PAGE TEXT

Hello everyone,

finding the diameter is one of the most frequent ways to solve problems about trees. In this tutorial we will see how to find a diameter and some of its properties, and we will use them to solve some problems of increasing difficulty.

The first part of the tutorial is quite basic, so feel free to skip it and jump to the problems if you already know the concepts.

Target: rating $$$[1400, 2100]$$$ on CF

Prerequisites: basic graph theory, greedy

## The diameter

Given an unweighted tree, let's define $$$\text{dist}(a, b) =$$$ the number of edges in the simple path $$$a \rightarrow b$$$.

A diameter of the tree is a simple path $$$a \rightarrow b$$$ that maximizes $$$\text{dist}(a, b)$$$ over all pairs of nodes. If there are multiple diameters, let's pick any of them.

The same definition is valid for a weighted tree with nonnegative weights (with $$$\text{dist}(a, b) =$$$ the sum of the weights of the edges in the simple path $$$a \rightarrow b$$$).

#### Finding a diameter

Given a tree with $$$n$$$ nodes are multiple ways to find a diameter. Here is one of the simplest ways:

*Run a DFS from any node $$$p$$$. Let $$$a$$$ be a node whose distance from node $$$p$$$ is maximized. Run another DFS from node $$$a$$$. Let $$$b$$$ be a node whose distance from node $$$a$$$ is maximized. $$$a \rightarrow b$$$ is a diameter.*

#### Tree = edges of a diameter + forest

Before proving the previous algorithm, let's analyze the structure of the tree (we will mention the diameter, but we will not use the fact that $$$a \rightarrow b$$$ is actually a diameter before proving it).

We started a DFS from node $$$p = 16$$$, and we got that node $$$a = 1$$$ is the farthest from $$$p$$$, and node $$$b = 7$$$ is the farthest from $$$a$$$.

Let's represent the diameter on a line. If you remove the edges of the diameter, you get a forest (i.e., several trees). Let's root each tree at the node in the diameter. What's the height (i.e., the maximum distance from the root to any node) of each component?

EXERCISE MATERIALS
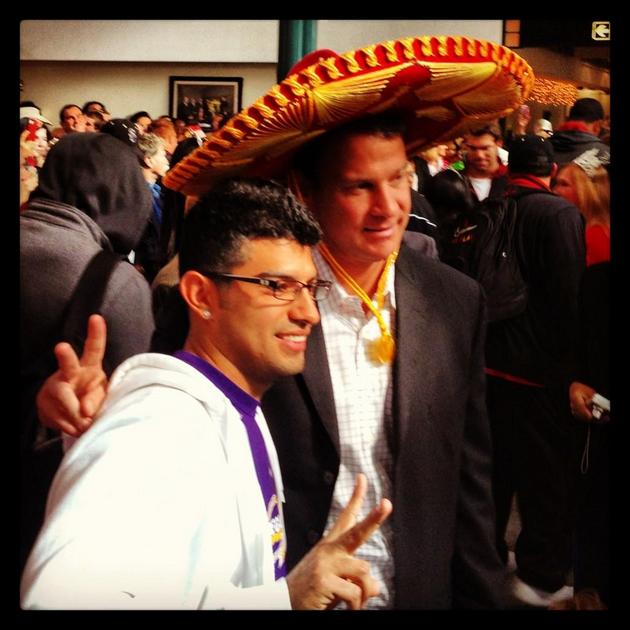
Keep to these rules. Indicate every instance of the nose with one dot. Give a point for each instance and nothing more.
(385, 201)
(304, 308)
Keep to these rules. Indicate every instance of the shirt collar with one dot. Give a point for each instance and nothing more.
(324, 272)
(243, 402)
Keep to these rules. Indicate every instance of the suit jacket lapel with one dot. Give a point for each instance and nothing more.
(316, 376)
(412, 366)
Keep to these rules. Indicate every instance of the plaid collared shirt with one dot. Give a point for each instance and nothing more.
(362, 392)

REQUIRED ACTIONS
1. Please rewrite the entries from the line containing "Keep to these rules. Indicate every instance of the shirt" through the end of the entries, changing "dot" to "marker" and keeping everything else the same.
2. Continue the tree diameter tutorial from its last sentence.
The tree diameter tutorial and the entries have nothing to do with each other.

PER-TASK OUTPUTS
1.
Keep to these rules. Indicate every instance of the shirt collar with one marker. Give a point for each instance and nothing more.
(324, 272)
(243, 402)
Keep to these rules. Indicate every instance of the suit jacket lapel with one marker. Give a point for each instance and nothing more.
(316, 376)
(412, 366)
Keep to these rules. Indicate every instance of the plaid collared shirt with one marker. Give a point for each instance and nothing more.
(362, 392)

2.
Let $$$q$$$ be the root of the component of $$$p$$$. Let's consider any component whose root $$$d$$$ is between $$$a$$$ (included) and $$$q$$$ (excluded), and one of its nodes $$$c$$$.

We get

$$$\text{dist}(p, a) \geq \text{dist}(p, c) \implies \text{dist}(p, a) - \text{dist}(p, d) \geq \text{dist}(p, c) - \text{dist}(p, d) \implies \text{dist}(a, d) \geq \text{dist}(c, d)$$$.

In other words, the height of each component with root in the left half of the diameter (i.e., $$$\text{dist}(a, d) < \text{dist}(d, b)$$$) is at most the distance of the root of the component from the left end of the diameter.

You can prove the same statement for the right half of the diameter (i.e., $$$\text{dist}(a, d) \geq \text{dist}(d, b)$$$), using that $$$b$$$ is the farthest node from $$$a$$$.

#### Farthest node for each node

For each node $$$i$$$, let's find a node $$$j$$$ such that $$$\text{dist}(i, j)$$$ is maximum.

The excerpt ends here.